When you reach the line in the listing below that contains "of the clear", begin returning lines exactly as written, and stop after the line that contains "of the grey". Return no other lines.

Source records:
+ + +
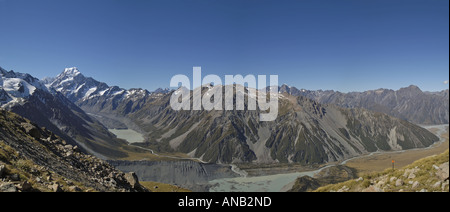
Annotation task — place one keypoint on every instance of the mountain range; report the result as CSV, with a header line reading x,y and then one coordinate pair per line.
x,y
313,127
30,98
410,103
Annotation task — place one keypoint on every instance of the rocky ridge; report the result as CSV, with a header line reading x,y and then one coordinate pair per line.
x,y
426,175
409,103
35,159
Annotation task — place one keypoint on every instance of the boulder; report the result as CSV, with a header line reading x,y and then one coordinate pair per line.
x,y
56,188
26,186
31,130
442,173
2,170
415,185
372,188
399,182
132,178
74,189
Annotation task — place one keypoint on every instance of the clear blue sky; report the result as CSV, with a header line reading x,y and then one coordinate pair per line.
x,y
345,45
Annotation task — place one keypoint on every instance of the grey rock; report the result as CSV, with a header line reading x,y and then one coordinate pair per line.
+ + +
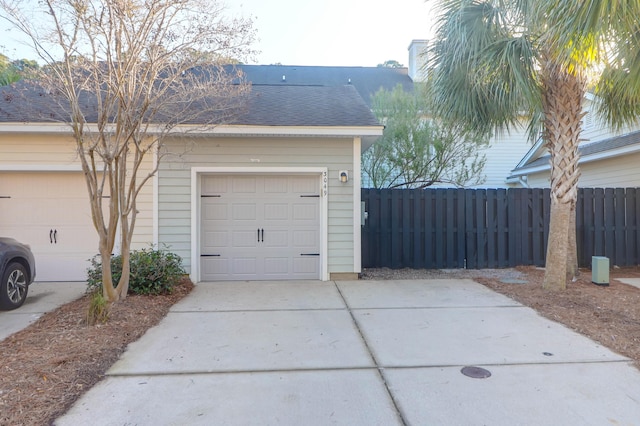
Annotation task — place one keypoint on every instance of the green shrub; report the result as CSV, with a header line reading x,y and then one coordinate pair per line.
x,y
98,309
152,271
+ + +
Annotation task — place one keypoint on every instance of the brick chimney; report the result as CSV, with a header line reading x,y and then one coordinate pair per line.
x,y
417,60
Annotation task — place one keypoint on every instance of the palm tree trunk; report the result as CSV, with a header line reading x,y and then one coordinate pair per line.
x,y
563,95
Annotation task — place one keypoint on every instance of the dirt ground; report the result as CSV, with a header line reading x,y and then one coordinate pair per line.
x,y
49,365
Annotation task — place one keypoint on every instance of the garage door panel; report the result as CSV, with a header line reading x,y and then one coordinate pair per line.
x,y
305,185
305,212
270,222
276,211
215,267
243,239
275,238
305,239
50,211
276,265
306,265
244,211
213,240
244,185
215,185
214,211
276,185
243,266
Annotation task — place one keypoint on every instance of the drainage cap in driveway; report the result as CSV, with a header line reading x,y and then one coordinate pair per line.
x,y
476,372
+ + +
Exercise answer:
Annotation task — place one keypoint on every instance of the clear blue sky; report the result as CSV, with a header line reading x,y and then one coordinate pair per line.
x,y
345,45
Annotation task — place one keypoint on every instance of the grey rock; report the result as CSV, with a header line reading x,y and then one coordinate pair per line.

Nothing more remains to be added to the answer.